◆ PASSAGE GIVEN
▼

The practical effect is that a web can involve many languages, even though the main use case is to have just one throughout. web, chapter, section and even individual source_line objects all contain pointers to a programming_language.

§8. Weaving mode. Let's get back to Program Control, which has now set everything up and is about to take action. What it does depends on which of the four modes Inweb is in; we'll start with WEAVE_MODE, the most difficult.

Weaves are highly comfigurable, so they depend on several factors:

§9. Program Control begins by attempting to load the weave pattern, with Patterns::find; the syntax of weave pattern files can be found in Patterns::scan_pattern_line.

It then either calls Swarm::weave_subset — meaning, a subset of the web, going into a single output file — or Swarm::weave, which it turn splits the web into subsets and sends each of those to Swarm::weave_subset.

Swarm::weave also causes an "index" to be made, though "index" here is Inweb jargon for something which is more likely a contents page listing the sections and linking to them.11

Either way, each single weaving operation arrives at Swarm::weave_subset, which consolidates all the settings needed into a weave_order object: it says, in effect, "weave content X into file Y using pattern Z".12

§10. And so we descend into The Weaver, where the function Weaver::weave is given the weave_order and told to get on with it.13

Rather than directly converting the source to (say) an HTML representation, the Weaver first produces a "weave tree" which amounts to a format-neutral list of rendering instructions: it then hands the tree over to Formats::render. In this way, all specifics of individual output formats are kept at arm's length from the actual weaving algorithm.

The weave tree is a simple business, built in a single pass of a depth-first traverse of the web. The weaver keeps track of a modicum of "state" as it works, and these running details are stored in a weaver_state object, but this is thrown away as soon as the weaver finishes.

The trickiest point of building the weave tree is done by The Weaver of Text, which breaks up lines of commentary or code to identify uses of mathematical notation, footnote cues, function calls, and so on.

A convenience for testing the weave algorithm is to -weave-as TestingInweb. TestingInweb is a weave pattern that outputs a textual representation of the weave tree. For example:

document weave order 0
  head banner <Weave of 'The Twin Primes Conjecture' generated by Inweb>
  body
    chapter <Sections>
      chapter header <Sections>
      section <Main>
        section header <Main>
        section purpose <This example of using inweb is a whole web in a single short file, to look for twin primes, a classic problem in number theory.>
        toc - <S/all>
          toc line - <S1, The conjecture> P1'The conjecture'
          toc line - <S2, Primality> P2'Primality'
        paragraph P1'The conjecture'
          material discussion
            commentary <It is widely believed that there are an infinite number of twin primes, that\n>
            commentary <is, prime numbers occurring in pairs different by 2. Twins are known to exist\n>
            commentary <at least as far out as >
            mathematics <10^{388,342}>
            commentary < (as of 2016), and there are infinitely\n>
            commentary <many pairs of primes closer together than about 250 (Zhang, 2013; Tao, Maynard,\n>
            commentary <and many others, 2014).\n>
            vskip (in comment)
            commentary <This program finds a few small pairs of twins, by the simplest method possible,\n>
            commentary <and should print output like so:\n>
          material code: C
            code line
              source_code <    3 and 5>
                          _ppppppppppp_
            code line
              source_code <    5 and 7>
                          _ppppppppppp_
            code line
              source_code <    11 and 13>
                          _ppppppppppppp_
            code line
              source_code <    ...>
                          _ppppppp_
          material definition
            code line
              defn <define>
              source_code <RANGE 100 >
                          _nnnnnpnnnp_
              commentary < the upper limit to the numbers we will consider> (code)

▲

◆ AIM A
In the Inweb passage, what does the Weaver build before handing anything to Formats::render?

◆ SUPPLIED MATERIAL
▼

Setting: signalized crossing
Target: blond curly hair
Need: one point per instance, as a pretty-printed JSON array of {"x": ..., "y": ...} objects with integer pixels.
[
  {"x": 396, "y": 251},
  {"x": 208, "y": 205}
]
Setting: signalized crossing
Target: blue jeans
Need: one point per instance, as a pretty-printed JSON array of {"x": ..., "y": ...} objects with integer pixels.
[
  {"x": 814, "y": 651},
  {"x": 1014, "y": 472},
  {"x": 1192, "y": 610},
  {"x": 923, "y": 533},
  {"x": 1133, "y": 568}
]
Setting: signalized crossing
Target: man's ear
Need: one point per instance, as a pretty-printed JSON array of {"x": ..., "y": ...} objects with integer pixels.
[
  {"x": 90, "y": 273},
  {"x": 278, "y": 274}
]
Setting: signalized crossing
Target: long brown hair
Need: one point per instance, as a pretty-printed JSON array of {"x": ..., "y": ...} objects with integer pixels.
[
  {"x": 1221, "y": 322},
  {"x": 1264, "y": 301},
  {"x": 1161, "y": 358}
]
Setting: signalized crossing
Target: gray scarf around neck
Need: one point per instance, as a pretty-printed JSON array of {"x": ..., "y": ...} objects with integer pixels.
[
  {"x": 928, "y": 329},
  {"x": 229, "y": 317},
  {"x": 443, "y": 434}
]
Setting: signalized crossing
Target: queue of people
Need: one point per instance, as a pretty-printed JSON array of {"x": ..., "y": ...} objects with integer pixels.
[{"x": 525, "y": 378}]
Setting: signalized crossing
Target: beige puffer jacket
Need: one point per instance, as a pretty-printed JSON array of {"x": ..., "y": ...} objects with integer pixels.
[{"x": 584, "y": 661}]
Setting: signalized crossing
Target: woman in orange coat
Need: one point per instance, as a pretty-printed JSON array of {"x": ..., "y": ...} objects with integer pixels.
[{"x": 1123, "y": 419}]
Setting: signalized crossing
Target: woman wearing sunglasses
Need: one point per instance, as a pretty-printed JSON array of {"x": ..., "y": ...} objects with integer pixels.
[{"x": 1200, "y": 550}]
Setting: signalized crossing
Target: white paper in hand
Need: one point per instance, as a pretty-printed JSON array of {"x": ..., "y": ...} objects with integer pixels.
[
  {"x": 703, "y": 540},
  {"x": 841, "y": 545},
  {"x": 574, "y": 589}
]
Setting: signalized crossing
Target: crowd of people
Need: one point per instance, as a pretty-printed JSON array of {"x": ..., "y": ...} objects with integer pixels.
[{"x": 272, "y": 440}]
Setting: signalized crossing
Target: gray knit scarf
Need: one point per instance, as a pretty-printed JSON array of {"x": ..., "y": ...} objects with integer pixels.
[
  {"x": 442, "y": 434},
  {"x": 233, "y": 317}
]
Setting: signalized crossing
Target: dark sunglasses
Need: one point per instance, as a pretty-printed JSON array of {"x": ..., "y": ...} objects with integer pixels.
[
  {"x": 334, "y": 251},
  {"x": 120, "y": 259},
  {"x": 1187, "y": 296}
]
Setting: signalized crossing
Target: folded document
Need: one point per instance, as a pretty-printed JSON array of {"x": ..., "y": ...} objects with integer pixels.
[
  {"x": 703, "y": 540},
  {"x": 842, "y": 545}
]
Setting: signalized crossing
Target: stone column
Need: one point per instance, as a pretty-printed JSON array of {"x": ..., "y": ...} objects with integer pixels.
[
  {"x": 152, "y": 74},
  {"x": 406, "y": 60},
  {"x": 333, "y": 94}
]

▲
▼

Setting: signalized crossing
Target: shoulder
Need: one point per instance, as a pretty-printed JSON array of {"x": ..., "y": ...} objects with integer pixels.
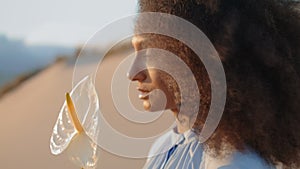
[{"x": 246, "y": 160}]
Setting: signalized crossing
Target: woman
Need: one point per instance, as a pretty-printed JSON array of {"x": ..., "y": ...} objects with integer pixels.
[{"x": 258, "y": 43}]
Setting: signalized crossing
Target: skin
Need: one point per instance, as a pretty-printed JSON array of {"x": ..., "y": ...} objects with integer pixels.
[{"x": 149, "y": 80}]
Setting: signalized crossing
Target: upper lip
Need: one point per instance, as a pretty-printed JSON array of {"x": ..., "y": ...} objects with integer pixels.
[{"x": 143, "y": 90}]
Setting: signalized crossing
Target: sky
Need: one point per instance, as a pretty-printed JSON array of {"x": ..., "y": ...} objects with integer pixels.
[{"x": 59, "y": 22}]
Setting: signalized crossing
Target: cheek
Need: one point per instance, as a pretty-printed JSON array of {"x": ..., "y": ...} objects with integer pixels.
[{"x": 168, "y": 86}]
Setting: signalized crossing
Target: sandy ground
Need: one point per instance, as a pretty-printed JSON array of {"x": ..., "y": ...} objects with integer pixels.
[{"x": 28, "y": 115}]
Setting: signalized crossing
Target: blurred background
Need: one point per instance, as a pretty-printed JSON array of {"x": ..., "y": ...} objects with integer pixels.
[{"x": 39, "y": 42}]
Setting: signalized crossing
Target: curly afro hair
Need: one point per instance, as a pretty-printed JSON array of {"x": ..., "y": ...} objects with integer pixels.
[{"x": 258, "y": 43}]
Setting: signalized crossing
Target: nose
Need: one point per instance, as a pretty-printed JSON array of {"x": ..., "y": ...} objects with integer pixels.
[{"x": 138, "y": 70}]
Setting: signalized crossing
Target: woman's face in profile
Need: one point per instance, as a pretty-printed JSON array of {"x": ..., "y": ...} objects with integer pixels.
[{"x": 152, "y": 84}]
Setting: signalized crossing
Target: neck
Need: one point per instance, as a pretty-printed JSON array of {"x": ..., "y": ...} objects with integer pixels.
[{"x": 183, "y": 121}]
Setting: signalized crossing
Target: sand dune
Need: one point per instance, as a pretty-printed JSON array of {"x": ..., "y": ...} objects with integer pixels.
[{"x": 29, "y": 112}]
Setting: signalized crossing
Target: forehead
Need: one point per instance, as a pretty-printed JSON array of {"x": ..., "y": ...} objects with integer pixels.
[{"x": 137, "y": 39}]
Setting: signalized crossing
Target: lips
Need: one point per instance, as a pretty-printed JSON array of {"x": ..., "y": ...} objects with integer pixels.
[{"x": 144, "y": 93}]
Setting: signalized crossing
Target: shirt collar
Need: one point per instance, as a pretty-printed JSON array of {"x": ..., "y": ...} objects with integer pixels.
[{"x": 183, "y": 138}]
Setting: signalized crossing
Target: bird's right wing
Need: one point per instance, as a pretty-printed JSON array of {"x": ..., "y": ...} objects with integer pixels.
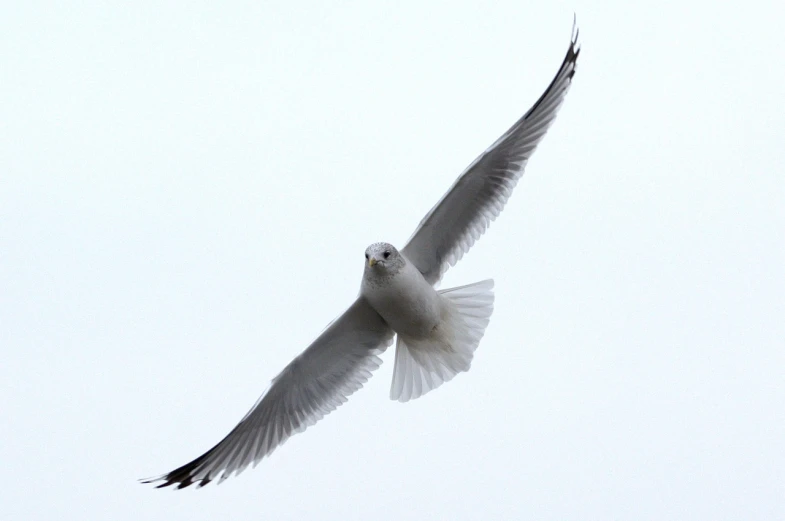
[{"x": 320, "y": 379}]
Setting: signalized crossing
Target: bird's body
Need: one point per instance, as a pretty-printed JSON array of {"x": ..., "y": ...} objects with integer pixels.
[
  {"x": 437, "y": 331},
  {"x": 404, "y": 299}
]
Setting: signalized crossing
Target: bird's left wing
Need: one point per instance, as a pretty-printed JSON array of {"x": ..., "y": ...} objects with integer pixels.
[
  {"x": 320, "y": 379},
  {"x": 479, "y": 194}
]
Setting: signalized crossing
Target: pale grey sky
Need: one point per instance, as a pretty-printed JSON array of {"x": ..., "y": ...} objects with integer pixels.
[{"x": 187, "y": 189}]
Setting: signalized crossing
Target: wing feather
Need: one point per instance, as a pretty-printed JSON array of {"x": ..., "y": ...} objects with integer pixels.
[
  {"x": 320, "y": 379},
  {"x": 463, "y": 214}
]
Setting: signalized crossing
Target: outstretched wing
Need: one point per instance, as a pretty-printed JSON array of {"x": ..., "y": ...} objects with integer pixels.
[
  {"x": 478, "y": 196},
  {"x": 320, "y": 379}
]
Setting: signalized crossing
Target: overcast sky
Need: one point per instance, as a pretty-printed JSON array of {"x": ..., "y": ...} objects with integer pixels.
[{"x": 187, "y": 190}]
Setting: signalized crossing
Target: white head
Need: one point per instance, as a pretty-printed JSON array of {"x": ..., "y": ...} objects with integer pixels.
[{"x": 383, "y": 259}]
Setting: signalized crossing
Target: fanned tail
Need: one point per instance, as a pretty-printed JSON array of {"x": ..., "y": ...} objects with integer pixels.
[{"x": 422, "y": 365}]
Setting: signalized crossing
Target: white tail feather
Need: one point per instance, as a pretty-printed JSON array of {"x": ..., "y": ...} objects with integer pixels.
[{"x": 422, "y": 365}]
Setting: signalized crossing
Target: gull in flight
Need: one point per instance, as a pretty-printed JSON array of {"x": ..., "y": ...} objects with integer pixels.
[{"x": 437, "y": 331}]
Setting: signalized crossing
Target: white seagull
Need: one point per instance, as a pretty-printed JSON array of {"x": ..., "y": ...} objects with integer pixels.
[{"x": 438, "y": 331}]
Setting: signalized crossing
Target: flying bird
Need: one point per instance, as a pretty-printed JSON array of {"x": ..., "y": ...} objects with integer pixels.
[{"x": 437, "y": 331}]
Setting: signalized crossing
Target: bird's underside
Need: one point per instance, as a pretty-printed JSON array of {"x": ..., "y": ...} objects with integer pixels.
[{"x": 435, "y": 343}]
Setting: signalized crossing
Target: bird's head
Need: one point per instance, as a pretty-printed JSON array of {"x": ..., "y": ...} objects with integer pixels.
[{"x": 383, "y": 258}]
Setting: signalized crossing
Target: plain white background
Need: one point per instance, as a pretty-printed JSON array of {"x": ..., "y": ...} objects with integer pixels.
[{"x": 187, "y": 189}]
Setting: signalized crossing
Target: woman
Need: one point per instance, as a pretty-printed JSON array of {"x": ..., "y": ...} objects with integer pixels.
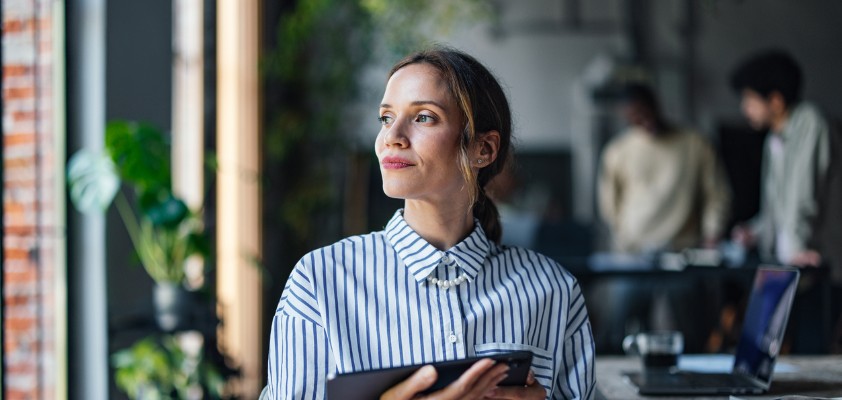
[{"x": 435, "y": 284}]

▲

◆ AIM B
Select each line of the entries that contains the string "bird", matching case exactly.

◆ EXERCISE RESPONSE A
A weave tree, which is a format-neutral list of rendering instructions.

◆ EXERCISE RESPONSE B
Target: bird's right wing
Target: bird's body
Target: bird's left wing
Target: flying bird
Target: bird's underside
Target: bird's head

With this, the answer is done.